- [Dataset excerpts]

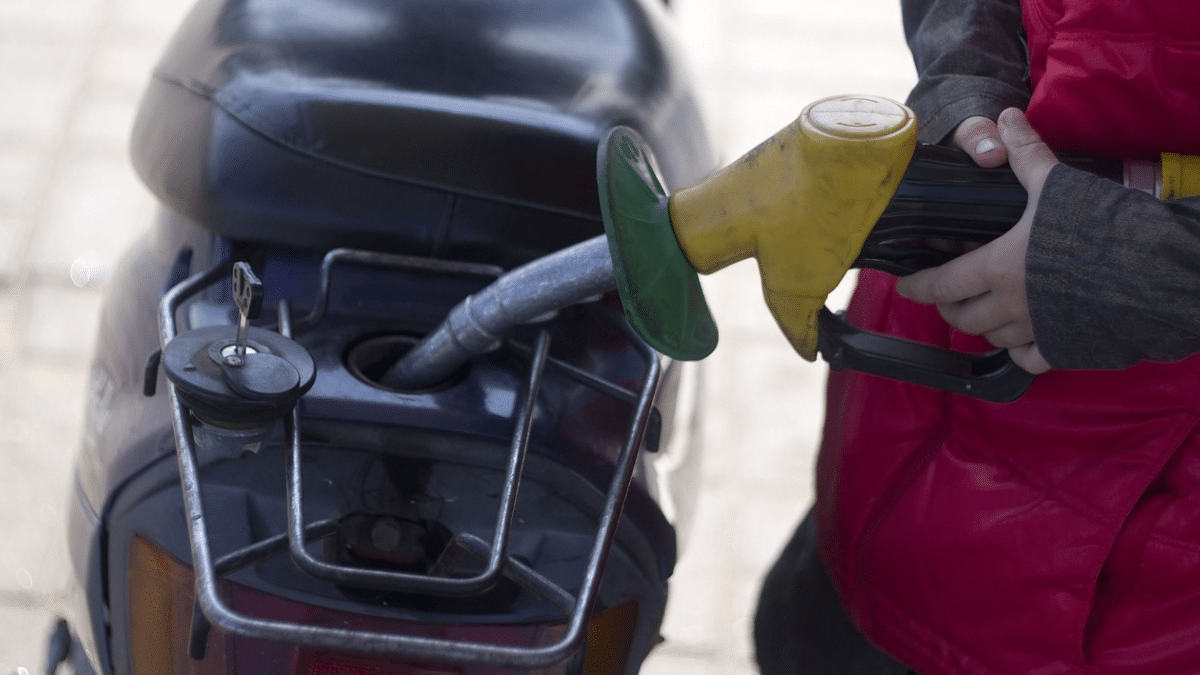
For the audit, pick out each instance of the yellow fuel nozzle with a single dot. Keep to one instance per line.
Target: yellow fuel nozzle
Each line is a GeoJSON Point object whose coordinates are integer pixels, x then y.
{"type": "Point", "coordinates": [802, 203]}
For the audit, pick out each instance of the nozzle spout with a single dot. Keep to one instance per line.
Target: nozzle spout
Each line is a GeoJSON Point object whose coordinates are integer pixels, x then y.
{"type": "Point", "coordinates": [802, 203]}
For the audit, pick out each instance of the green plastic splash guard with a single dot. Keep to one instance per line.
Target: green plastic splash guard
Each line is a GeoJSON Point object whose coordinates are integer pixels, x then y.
{"type": "Point", "coordinates": [659, 290]}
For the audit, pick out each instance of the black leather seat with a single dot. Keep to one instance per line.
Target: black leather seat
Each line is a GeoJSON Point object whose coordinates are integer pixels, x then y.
{"type": "Point", "coordinates": [460, 129]}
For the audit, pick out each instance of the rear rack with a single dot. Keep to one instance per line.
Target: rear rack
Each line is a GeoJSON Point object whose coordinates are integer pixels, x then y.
{"type": "Point", "coordinates": [210, 610]}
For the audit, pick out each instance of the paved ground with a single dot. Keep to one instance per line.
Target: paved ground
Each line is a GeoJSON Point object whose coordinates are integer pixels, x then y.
{"type": "Point", "coordinates": [71, 72]}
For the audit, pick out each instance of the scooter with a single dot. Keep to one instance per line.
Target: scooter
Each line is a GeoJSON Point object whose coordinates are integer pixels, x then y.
{"type": "Point", "coordinates": [395, 384]}
{"type": "Point", "coordinates": [335, 178]}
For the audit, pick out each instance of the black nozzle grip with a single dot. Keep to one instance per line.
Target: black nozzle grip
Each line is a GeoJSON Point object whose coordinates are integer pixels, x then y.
{"type": "Point", "coordinates": [991, 376]}
{"type": "Point", "coordinates": [945, 199]}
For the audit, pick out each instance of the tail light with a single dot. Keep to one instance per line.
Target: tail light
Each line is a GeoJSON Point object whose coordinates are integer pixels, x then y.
{"type": "Point", "coordinates": [161, 615]}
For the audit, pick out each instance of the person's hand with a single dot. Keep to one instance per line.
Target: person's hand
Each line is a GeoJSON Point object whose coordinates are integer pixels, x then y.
{"type": "Point", "coordinates": [983, 292]}
{"type": "Point", "coordinates": [979, 137]}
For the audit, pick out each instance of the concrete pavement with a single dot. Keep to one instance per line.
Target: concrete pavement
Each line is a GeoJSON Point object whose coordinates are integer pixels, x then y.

- [Requirement]
Nothing but a number is required: the number of lines in the material holding the string "tail".

- [Solution to the exercise]
2